[Records from a collection]
= = = = = = =
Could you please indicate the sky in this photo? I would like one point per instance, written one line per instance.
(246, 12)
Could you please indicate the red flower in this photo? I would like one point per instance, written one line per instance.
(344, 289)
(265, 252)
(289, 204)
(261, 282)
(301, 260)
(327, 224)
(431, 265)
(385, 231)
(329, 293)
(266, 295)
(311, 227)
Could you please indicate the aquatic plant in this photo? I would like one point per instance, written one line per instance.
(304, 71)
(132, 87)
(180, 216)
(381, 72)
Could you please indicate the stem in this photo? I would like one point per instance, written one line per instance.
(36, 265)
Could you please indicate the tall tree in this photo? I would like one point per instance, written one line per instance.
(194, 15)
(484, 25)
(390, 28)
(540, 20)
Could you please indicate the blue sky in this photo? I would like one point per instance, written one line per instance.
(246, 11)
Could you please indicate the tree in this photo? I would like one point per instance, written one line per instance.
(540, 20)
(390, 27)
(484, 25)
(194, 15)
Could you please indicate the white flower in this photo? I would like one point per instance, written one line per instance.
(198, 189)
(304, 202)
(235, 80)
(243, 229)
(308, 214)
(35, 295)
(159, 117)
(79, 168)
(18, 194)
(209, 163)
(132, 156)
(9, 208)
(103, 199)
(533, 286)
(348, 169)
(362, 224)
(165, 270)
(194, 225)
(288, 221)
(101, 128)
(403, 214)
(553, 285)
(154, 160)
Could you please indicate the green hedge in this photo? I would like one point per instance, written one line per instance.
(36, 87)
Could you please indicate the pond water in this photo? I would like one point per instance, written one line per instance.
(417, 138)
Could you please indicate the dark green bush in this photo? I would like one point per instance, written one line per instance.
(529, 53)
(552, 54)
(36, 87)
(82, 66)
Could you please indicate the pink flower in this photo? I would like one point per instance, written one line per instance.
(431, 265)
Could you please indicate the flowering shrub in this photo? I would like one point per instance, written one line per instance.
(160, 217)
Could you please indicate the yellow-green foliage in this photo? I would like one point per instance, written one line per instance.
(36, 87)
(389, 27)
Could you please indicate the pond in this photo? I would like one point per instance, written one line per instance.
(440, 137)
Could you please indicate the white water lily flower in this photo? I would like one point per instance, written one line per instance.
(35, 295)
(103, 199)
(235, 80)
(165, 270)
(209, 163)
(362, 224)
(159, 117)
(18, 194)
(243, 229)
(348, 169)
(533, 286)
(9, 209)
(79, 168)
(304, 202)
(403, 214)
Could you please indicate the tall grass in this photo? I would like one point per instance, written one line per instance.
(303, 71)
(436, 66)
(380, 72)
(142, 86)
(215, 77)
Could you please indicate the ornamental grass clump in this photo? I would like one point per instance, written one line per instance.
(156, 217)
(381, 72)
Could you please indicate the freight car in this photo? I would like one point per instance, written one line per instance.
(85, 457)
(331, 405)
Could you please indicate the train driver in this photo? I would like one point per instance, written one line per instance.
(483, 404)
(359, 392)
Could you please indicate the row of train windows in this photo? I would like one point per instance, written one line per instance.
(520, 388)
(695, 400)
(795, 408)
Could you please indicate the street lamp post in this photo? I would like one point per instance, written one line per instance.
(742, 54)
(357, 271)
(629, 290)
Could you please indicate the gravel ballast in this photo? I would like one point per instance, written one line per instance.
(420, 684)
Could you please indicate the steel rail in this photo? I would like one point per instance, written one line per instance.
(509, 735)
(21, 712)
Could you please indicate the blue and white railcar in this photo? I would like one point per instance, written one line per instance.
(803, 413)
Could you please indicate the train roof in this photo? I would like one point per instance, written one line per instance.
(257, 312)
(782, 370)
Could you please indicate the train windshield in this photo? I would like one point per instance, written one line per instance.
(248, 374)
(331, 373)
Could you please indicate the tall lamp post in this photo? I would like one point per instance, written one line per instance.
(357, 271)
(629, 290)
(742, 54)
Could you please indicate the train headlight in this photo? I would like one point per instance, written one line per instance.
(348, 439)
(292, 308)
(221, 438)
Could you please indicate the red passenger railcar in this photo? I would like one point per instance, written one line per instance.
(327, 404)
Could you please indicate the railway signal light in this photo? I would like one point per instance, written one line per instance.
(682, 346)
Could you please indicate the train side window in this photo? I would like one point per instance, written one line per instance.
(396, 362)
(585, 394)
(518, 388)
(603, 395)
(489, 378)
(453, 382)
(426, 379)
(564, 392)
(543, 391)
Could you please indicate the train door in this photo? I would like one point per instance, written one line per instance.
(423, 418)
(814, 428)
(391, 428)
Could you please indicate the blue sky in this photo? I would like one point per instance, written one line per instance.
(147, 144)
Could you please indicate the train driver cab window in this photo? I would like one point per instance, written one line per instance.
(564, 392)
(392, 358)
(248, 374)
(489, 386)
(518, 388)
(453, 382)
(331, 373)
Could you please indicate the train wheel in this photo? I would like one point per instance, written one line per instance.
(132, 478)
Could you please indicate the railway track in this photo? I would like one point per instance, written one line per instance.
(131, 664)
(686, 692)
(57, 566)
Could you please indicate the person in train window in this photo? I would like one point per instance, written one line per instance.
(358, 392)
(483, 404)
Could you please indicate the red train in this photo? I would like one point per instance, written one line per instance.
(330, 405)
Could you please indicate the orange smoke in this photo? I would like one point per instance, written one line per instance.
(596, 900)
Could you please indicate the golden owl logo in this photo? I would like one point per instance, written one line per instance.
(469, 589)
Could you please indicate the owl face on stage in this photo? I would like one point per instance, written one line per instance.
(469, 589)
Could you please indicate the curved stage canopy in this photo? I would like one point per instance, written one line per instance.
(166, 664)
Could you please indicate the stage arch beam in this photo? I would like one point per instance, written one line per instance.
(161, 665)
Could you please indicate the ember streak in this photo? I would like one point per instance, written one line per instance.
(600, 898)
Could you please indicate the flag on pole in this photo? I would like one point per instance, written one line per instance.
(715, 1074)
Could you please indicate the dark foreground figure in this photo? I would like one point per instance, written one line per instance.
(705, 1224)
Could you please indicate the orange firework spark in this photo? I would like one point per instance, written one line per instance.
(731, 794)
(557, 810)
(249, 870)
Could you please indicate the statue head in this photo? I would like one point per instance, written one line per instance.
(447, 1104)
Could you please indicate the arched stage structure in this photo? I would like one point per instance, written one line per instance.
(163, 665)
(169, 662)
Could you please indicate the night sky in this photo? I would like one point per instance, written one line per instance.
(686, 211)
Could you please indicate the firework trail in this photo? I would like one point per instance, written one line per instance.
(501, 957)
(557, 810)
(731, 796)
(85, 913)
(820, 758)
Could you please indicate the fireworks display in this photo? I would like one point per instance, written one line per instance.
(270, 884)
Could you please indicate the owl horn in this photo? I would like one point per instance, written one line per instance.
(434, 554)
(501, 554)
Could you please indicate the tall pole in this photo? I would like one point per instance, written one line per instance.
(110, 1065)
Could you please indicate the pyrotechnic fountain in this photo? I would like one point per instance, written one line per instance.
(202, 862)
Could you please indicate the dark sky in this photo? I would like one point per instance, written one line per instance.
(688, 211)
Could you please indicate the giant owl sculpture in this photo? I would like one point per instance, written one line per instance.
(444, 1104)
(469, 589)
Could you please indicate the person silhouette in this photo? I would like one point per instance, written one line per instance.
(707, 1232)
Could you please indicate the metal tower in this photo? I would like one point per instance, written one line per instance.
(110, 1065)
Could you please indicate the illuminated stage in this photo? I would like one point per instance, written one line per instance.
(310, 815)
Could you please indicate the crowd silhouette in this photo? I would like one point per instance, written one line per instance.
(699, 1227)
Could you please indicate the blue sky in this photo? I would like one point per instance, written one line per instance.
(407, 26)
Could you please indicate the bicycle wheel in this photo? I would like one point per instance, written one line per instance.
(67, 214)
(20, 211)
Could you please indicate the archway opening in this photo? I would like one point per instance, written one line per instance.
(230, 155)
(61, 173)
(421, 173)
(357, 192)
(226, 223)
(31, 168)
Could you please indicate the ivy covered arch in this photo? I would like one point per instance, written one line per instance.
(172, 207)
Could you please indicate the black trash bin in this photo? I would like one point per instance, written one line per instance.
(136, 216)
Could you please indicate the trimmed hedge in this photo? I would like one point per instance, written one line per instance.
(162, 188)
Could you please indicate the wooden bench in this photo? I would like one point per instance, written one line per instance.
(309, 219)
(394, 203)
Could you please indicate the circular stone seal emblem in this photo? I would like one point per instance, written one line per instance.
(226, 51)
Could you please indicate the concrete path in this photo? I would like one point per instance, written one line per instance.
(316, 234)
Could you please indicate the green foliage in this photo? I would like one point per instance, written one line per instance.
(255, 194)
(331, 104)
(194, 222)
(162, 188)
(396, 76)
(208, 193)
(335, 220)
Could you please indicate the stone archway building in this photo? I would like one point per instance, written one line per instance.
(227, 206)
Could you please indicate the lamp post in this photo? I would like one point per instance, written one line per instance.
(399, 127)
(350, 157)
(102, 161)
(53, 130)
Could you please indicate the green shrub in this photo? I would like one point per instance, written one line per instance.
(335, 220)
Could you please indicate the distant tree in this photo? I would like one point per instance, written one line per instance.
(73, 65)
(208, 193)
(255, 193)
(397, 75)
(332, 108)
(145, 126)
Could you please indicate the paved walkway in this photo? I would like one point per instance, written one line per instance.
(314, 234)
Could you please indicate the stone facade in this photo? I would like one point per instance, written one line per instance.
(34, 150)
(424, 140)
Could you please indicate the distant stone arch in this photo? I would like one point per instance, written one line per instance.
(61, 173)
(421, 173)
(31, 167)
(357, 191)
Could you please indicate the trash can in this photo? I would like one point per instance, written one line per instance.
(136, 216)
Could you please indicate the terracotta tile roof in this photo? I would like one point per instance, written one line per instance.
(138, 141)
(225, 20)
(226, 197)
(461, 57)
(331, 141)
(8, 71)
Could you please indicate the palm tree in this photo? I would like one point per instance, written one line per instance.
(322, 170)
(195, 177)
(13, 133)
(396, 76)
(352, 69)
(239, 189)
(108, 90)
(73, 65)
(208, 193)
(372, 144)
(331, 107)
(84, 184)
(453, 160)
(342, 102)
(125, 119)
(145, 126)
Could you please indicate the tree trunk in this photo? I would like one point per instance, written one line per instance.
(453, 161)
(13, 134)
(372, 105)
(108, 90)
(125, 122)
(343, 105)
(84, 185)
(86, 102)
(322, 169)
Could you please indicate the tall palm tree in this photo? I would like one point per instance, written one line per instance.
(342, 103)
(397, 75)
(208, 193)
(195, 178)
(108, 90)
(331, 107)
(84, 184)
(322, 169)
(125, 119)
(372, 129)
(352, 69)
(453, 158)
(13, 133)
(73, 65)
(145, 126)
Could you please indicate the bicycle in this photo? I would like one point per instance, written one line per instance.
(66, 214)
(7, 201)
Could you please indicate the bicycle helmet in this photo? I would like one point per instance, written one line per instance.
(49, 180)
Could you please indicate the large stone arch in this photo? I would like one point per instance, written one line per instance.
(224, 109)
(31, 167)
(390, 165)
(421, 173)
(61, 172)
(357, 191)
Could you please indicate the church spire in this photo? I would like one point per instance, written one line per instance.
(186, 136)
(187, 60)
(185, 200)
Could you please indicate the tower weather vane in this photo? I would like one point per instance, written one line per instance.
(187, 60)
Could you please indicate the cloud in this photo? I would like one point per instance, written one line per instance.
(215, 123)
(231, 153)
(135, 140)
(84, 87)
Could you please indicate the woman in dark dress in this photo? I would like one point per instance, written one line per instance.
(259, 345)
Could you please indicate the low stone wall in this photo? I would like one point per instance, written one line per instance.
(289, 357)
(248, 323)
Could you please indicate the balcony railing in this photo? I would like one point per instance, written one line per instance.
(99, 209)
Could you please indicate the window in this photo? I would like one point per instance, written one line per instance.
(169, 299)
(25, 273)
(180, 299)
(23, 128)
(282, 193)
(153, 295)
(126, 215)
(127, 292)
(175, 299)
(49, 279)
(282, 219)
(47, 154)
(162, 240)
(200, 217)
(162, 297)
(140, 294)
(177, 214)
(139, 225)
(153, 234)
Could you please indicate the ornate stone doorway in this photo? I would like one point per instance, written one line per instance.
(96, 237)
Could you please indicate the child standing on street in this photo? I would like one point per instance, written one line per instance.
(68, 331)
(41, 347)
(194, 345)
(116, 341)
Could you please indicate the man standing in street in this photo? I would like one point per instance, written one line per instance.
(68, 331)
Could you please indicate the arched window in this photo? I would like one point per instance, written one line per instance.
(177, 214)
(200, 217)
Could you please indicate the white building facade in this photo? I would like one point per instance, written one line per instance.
= = = = = = =
### TASK DESCRIPTION
Copy exactly, word for word, the line with "Could you please indicate the child" through the final line of the listing.

### ANSWER TO THIS EXERCISE
Could you please indicate the child standing on street in this photo? I would like one point per instance, written one line per instance.
(68, 331)
(41, 347)
(194, 345)
(116, 341)
Could you please indicate the man standing in street in this photo? I would like one point per instance, written one line per instance.
(68, 331)
Could you please indicate the arched window in this photo? I would like one point per instance, written one line per instance.
(177, 214)
(200, 217)
Could you please indicate the white building facade in this photo? I would like one point per instance, written one line per instance.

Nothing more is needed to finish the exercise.